→ **EXERCISE REQUIREMENTS**:
1. Please reproduce the excerpted text word for word from "Few seconds later, one" to "message more explicit.".
2. Summarize the excerpted text in three sentences.

→ **EXCERPTED TEXT**:
This is the moment when I took the first picture and also the moment before the girls noticed me taking pictures of them.
Few seconds later, one girl points out at me. They all turn towards me and start shouting abusive insults, while using the middle finger to make their message more explicit.
They start running with an amazing sprint. I am happy that the light is red, and the girls get safely off the road. I am happy and puzzled to what I did that caused such strong reaction from them.
The Romanians added an extra r to the official way to describe a gipsy – rroma, as a temporary solution, but the late exodus that has taken place with in the European Union, is forcing the government to separate the gypsies from the Romanians, at least in the news, in an attempt to protect the reputation of Romania abroad. The word Roma is easily adopted by the less informed foreigners, as representing Romanians.
Few years ago, back in Transylvania, the Romanian company I was working for at the time, got itself involved in a social deal with the government. It meant that they employed people with a criminal record, recently released from prison and the tax payer pays for it, as part of a rehabilitation program. When the announcement that we are going to have gipsies in our team was made, the common feeling was best described by a remark voiced by a colleague: ‘Great. Keep your stuff with you at all times.’
Being the youngest employee there, I was also the most naive when dealing with my new colleagues. And it paid off. I’ve got fresh coffee every morning and invitations to spend the weekends in a remote gipsy village, together with the option of choosing myself a wife. There was also an offer to improve the shape of my penis, by having small – glass made balls, inserted into my penis. I always said no, even thou I was told that an operation like that is very exquisite and usually costs lots of money. My new friends would do it for free because they like me.

[Entries taken from a collection]
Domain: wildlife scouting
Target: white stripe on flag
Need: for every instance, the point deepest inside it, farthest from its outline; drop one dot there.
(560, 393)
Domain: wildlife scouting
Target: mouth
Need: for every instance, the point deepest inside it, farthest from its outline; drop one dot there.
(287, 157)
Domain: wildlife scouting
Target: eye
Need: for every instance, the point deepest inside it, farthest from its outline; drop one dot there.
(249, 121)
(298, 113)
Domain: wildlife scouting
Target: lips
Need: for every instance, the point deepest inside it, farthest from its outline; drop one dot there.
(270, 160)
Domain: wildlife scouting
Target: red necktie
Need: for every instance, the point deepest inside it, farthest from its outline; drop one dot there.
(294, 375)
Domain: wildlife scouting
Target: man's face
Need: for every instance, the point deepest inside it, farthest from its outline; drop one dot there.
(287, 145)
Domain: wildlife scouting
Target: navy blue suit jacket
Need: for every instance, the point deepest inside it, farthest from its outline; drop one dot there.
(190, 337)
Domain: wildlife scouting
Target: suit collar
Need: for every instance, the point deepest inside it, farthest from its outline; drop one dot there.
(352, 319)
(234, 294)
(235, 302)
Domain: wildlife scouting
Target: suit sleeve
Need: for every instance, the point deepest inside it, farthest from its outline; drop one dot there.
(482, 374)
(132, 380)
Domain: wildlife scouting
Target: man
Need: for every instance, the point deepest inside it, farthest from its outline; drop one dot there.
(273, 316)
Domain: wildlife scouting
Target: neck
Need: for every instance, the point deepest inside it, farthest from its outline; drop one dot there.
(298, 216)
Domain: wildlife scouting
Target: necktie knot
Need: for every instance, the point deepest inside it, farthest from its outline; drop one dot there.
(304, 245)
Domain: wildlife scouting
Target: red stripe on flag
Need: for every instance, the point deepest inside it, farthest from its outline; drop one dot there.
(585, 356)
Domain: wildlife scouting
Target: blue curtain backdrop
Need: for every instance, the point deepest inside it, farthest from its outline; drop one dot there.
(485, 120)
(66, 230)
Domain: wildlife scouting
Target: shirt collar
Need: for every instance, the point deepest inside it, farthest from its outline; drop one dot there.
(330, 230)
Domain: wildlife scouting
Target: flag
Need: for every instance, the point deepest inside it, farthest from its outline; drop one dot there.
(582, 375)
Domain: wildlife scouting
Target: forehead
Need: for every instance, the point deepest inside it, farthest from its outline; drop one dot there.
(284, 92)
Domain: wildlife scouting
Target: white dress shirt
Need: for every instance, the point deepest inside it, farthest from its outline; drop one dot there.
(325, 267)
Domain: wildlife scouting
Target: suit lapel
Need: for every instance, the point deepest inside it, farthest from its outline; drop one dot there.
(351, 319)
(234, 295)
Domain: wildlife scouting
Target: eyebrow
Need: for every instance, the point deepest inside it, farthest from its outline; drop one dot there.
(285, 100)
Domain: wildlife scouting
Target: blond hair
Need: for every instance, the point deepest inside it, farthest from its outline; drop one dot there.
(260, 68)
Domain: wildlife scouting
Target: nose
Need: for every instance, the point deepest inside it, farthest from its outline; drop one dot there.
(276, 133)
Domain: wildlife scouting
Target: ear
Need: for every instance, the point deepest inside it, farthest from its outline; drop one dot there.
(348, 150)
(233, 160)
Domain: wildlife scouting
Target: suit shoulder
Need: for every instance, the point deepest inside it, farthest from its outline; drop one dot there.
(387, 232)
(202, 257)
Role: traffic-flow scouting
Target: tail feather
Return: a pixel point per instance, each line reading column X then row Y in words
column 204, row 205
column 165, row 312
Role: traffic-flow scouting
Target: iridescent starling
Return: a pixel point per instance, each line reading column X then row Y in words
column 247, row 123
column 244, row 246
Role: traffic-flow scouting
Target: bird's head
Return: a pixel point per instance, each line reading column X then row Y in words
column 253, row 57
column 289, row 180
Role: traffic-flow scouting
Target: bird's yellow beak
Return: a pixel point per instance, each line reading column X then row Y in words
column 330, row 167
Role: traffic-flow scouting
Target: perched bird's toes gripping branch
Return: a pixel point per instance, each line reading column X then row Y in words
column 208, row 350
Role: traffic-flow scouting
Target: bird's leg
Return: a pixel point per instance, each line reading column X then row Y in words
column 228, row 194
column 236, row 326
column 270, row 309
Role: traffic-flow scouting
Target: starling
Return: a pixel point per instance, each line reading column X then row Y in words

→ **YOUR WRITTEN ANSWERS**:
1.
Few seconds later, one girl points out at me. They all turn towards me and start shouting abusive insults, while using the middle finger to make their message more explicit.

2. After the narrator photographs a group of girls, they shout insults and make obscene gestures, then sprint off the road, leaving the narrator puzzled by their reaction. Romanians spell the word for gipsy as "rroma," and emigration within the European Union is pushing the government to separate gypsies from Romanians in the news to protect the country's reputation abroad. Years earlier in Transylvania, the narrator's employer hired gipsies recently released from prison under a government rehabilitation program, and although colleagues were distrustful, the new coworkers gave the narrator, the youngest and most naive employee, fresh coffee, invitations, and other offers.